_Text provided_.
----------------------------------------

Friday, February 20, 2015

Podcast: Configuration Manangement with Red Hat's Mark Lamourine

We take things up a level from the prior podcasts about container management in this series to discuss the goals of configuration management and how things change (and don't) with containers, what's the meaning of state, promise theory, and containerized operating systems such as Project Atomic.

Previous container podcasts with Mark:
Other shownotes:
Listen to MP3 (0:16:52)
Listen to OGG (0:16:52)


Gordon Haff:  Hi, everyone. This is Gordon Haff with another disk of Cloudy Chat podcast, here once again with my colleague, Mark Lamourine.
For today, we're going to take things up level and talk about what is configuration management at a conceptual level and some of the ways that configuration management is changing in a cloud and containerized world.
One of the reasons this is an interesting topic today, and it really is an interesting topic--I was at configuration management camp in Ghent Belgium a couple of weeks ago. The event sold out. It was absolutely packed.
All the different configuration management systems out there, enormous amount of interest in this space. The reason there is so much interest is because what has been classic configuration management is changing in pretty fundamental ways.
Mark, you've got a lot of experience as a system admin. You're very familiar with classic or conventional configuration management systems. Maybe a good way to start would be to talk from your perspective as a system admin what is or was configuration management classically.
Mark Lamourine:  It's going to stay. I don't think that's changing. It's finding new places to be applicable. Most people, when they talk about configuration management, they talk about managing the configuration of individual hosts as a bigger system.
Allowing you to create either a portion or a complete enterprise specification for how all of your machines should be configured and then defining that specification and then using the configuration management system to realize that.
You make it so that each machine, as it comes up, joins your configuration management system. Then the processes run on the box to make it fit, to make it configured like your definition, your specification of what that machine should be.
Of the elements of this usually are one controversial one, is whether there's an agent running on each host that listens for changes and there are discussions about whether this is a good or a bad thing and what to do about it.
But the other big thing is that there is some global state definition for what the larger system, the group of hosts should look like and how it should behave.
Gordon:  This gets into a lot of the, again, classic thinking about systems in general, certainly in a pre‑cloud world.
This really applied, whether we're talking physical servers or virtualized servers, that there is some correct state that everything is not only driven toward to start with, but is constantly monitored to keep in tune with that correct truth, if you would.
Mark:  It started out when I was the young cub sysadmin, we'd go and we had a set of manual procedures that started out as things in our head set the network, set resolv.conf, set the host name, make sure time services were running.
It would start off when you only had a short list of these things that you would do and then hand it over, it wasn't really a big deal. You'd go to each one, you install the machine, you'd spend 15 minutes making it fit into your network and then you'd hand it off to some developer or user.

----------------------------------------

_Dataset section_.
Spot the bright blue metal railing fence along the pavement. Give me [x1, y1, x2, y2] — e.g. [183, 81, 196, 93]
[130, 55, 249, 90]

----------------------------------------

_Exercises_.
• A. Where was the configuration management camp that Gordon Haff attended, according to the podcast transcript?
• B. Rewrite the podcast transcript from "For today, we're" up to and including "and containerized world.", changing "conceptual" to "practical".

_Solutions in order_.
• A. Ghent, Belgium.

• B.
For today, we're going to take things up level and talk about what is configuration management at a practical level and some of the ways that configuration management is changing in a cloud and containerized world.